**Your instructions**
Compute how many lines in the entries below contain "berry", and output nothing but the number.

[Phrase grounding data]
▼

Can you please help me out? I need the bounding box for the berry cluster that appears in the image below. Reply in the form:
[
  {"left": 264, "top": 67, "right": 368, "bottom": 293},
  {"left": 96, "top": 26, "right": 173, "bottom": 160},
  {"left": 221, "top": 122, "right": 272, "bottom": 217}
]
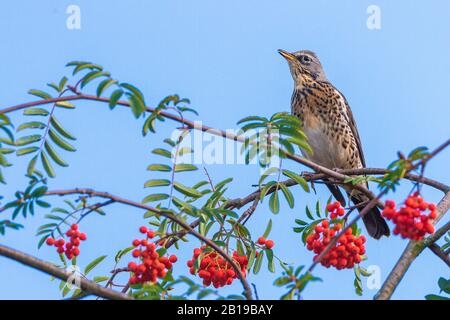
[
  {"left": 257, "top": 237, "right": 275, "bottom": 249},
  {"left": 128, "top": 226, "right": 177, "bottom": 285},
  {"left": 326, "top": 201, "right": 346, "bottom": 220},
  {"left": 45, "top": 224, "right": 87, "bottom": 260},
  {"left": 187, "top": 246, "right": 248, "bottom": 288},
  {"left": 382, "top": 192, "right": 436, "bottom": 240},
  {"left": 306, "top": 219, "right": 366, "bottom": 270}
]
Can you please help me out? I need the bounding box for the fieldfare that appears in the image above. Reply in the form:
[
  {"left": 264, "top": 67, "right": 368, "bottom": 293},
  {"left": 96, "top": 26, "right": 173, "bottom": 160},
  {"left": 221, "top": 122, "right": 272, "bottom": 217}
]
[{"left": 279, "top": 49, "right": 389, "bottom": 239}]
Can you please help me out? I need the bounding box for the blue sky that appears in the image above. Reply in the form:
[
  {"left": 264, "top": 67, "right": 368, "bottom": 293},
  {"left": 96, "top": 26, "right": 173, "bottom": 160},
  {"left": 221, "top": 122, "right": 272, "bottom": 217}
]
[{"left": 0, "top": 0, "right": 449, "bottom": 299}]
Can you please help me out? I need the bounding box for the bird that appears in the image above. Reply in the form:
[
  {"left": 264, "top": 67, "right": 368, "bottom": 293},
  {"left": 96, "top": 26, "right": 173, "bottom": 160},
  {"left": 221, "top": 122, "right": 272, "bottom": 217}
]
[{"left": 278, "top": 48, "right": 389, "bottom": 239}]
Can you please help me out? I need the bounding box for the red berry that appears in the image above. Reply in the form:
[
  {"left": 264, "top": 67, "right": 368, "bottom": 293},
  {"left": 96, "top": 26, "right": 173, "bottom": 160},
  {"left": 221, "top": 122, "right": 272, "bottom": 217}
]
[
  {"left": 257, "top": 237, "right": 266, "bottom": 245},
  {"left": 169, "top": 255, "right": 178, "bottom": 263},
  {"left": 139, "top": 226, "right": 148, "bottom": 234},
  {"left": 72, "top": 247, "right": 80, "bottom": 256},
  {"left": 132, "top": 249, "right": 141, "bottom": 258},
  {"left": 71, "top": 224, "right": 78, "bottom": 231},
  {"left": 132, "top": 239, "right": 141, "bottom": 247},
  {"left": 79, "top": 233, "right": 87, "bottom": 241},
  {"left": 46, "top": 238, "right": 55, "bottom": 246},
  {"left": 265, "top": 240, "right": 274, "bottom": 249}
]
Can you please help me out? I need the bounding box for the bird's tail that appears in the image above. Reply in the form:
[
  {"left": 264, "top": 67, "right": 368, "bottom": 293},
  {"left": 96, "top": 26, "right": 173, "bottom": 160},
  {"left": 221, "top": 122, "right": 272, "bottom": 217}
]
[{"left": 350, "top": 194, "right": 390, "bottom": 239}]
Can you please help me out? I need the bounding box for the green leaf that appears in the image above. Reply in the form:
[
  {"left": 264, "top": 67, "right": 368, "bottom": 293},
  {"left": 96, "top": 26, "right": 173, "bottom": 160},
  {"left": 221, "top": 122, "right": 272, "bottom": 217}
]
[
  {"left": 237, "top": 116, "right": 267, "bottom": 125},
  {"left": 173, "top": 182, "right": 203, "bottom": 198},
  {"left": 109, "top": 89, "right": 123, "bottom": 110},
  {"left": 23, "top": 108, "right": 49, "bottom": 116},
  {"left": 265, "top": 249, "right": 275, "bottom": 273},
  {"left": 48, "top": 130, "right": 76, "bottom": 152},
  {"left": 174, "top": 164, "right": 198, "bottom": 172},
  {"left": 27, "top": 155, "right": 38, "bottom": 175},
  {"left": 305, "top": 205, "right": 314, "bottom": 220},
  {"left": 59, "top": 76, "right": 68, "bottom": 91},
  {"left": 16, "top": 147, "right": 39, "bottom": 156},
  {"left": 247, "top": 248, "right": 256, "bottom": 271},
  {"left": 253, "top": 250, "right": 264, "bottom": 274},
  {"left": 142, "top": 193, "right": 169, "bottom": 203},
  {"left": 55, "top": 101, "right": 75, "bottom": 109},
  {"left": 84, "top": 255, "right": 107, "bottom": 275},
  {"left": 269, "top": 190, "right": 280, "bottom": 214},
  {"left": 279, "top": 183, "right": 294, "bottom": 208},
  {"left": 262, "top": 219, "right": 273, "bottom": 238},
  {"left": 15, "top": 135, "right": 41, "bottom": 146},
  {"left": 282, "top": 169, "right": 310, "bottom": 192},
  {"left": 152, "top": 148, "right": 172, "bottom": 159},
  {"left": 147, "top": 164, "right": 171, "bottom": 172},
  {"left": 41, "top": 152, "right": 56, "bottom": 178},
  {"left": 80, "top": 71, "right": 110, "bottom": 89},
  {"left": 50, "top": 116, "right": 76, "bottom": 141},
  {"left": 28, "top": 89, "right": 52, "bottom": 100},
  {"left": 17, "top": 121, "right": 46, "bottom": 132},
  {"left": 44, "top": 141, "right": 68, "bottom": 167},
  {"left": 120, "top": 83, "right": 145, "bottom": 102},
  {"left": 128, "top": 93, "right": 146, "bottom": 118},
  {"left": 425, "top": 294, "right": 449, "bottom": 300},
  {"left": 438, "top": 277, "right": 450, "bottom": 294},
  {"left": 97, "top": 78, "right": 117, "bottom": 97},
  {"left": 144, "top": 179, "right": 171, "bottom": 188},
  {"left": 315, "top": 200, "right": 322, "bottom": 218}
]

▲
▼

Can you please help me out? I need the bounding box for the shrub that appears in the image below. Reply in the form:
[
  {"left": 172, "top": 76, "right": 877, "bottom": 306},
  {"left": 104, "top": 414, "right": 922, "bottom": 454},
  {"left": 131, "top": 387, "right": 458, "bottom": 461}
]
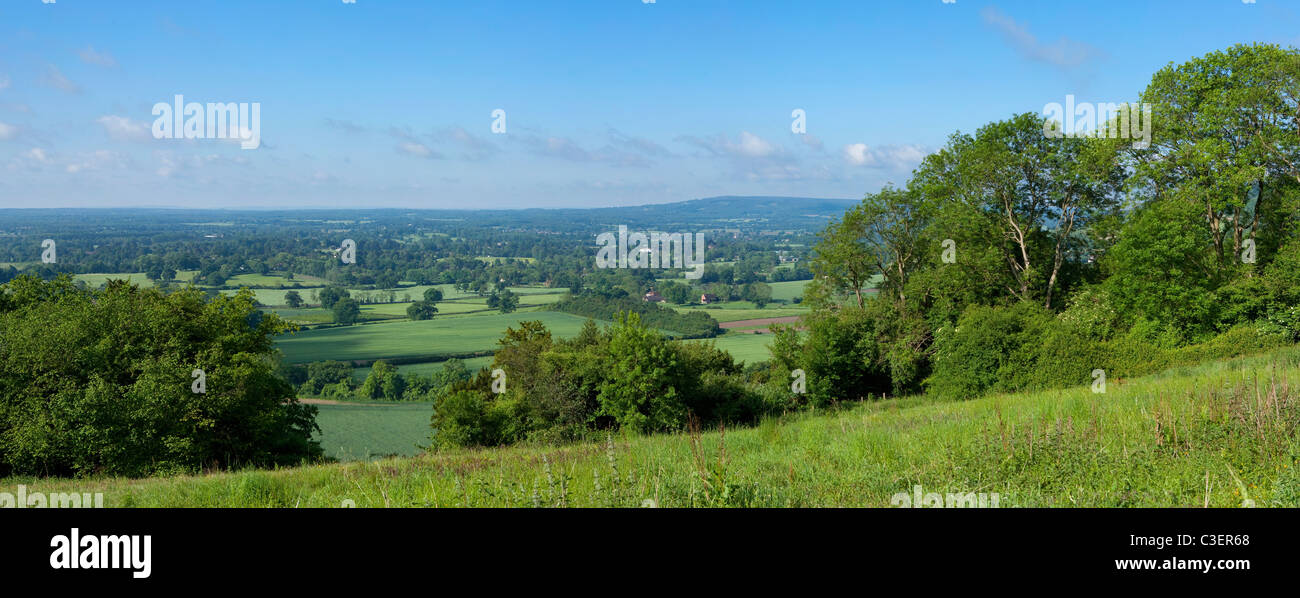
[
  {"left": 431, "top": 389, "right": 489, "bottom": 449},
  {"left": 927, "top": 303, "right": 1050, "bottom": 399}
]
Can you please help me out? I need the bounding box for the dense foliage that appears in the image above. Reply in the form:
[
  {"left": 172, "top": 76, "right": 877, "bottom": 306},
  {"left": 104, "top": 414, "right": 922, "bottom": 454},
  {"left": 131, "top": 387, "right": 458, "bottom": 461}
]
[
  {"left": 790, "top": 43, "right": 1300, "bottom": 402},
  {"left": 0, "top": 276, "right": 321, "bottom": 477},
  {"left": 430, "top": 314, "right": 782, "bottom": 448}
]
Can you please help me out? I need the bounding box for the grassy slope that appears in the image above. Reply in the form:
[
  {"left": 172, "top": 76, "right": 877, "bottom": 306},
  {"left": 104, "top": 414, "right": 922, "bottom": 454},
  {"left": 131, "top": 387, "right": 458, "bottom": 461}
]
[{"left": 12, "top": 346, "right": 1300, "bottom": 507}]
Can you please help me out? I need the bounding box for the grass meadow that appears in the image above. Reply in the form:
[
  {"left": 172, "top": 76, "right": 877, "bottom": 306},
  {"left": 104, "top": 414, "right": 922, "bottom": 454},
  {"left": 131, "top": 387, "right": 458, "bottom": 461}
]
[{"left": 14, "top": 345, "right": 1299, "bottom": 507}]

▲

**Written reply**
2